Request
Output the following data unchanged, reproducing every line as it stands.

##### Dataset #####

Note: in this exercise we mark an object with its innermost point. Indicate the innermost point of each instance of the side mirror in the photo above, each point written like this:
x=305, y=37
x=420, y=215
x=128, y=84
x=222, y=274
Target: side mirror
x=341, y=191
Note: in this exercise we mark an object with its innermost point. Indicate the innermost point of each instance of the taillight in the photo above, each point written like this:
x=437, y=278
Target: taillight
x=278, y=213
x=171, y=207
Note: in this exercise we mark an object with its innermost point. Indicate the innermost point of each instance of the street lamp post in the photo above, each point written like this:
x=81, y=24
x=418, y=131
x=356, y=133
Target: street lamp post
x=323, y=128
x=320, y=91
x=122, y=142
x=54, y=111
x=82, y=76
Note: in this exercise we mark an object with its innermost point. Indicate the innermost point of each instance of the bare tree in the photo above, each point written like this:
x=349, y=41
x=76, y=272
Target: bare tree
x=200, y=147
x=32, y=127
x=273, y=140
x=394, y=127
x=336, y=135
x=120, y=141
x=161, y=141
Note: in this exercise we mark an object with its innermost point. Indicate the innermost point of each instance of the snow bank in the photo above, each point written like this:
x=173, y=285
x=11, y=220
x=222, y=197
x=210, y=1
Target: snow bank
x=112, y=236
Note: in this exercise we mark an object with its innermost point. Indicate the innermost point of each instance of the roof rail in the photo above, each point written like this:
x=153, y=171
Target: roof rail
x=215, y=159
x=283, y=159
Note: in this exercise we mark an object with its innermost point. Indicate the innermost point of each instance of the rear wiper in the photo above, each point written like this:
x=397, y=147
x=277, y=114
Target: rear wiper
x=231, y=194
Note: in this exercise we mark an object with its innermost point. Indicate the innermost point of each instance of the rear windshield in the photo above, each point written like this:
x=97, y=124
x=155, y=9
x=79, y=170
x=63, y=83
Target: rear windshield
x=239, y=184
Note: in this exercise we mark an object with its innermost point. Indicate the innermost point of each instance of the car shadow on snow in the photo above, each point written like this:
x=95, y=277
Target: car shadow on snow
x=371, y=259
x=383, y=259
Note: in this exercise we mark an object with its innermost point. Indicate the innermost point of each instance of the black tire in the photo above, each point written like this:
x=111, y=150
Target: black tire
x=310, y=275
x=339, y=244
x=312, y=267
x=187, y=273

#####

Response
Note: in this exercise we mark an object with its innermost point. Indicate the innermost point of each instance of the side mirror in the photo above, each point written like this:
x=305, y=37
x=420, y=215
x=128, y=84
x=222, y=274
Target: side mirror
x=341, y=191
Note: in this exercise we mark an object with its innermost point. Indicate the innermost point of each instance of the taillight in the photo above, each point written like this:
x=437, y=278
Target: taillight
x=278, y=213
x=171, y=207
Note: in this exercise we mark an object with its innermost point. Indicate the innermost point of each instance of the street lamp post in the photo above, each point written like this:
x=81, y=24
x=418, y=131
x=356, y=133
Target: street lamp post
x=323, y=128
x=320, y=91
x=122, y=142
x=54, y=111
x=82, y=76
Note: in this exercise we mark an object with its innermost point. Indicate the innermost point of each instance of the bare tree in the photo above, each point written like this:
x=349, y=41
x=76, y=272
Target: bare tree
x=200, y=147
x=32, y=127
x=273, y=140
x=394, y=127
x=336, y=135
x=120, y=141
x=161, y=141
Note: in this exercise we mark an object with its innermost point. Indicate the innermost point of each instance of the snow bank in the photo above, each point written like this:
x=173, y=285
x=11, y=220
x=222, y=197
x=210, y=1
Target: snow bank
x=112, y=236
Note: in this exercise we mark an object with its innermost point. Indicate the innermost point of each instance of the roof rail in the photo above, each point written like this:
x=153, y=171
Target: roof rail
x=215, y=159
x=283, y=159
Note: in this exercise we mark an object with its innermost point. Indicate the innermost point of each instance of the rear wiper in the photo above, each point written like this:
x=397, y=147
x=277, y=114
Target: rear wiper
x=231, y=194
Note: in this exercise we mark an object with its innermost point. Indicate the innermost point of each instance of the rear windshield in the photo above, each point written like this:
x=97, y=124
x=155, y=9
x=79, y=170
x=63, y=83
Target: rear windshield
x=239, y=184
Note: in this exercise we mark an object with its innermost point. Indicate the innermost point of each instance of the car shadow on snow in the photo above, each point written like this:
x=95, y=277
Target: car shadow on snow
x=371, y=259
x=383, y=259
Note: in this exercise we mark an object with its innermost point. Indicate the innermost point of each instance of the black tire in the photo above, each point written like this:
x=111, y=150
Target: black tire
x=310, y=275
x=339, y=244
x=312, y=267
x=187, y=273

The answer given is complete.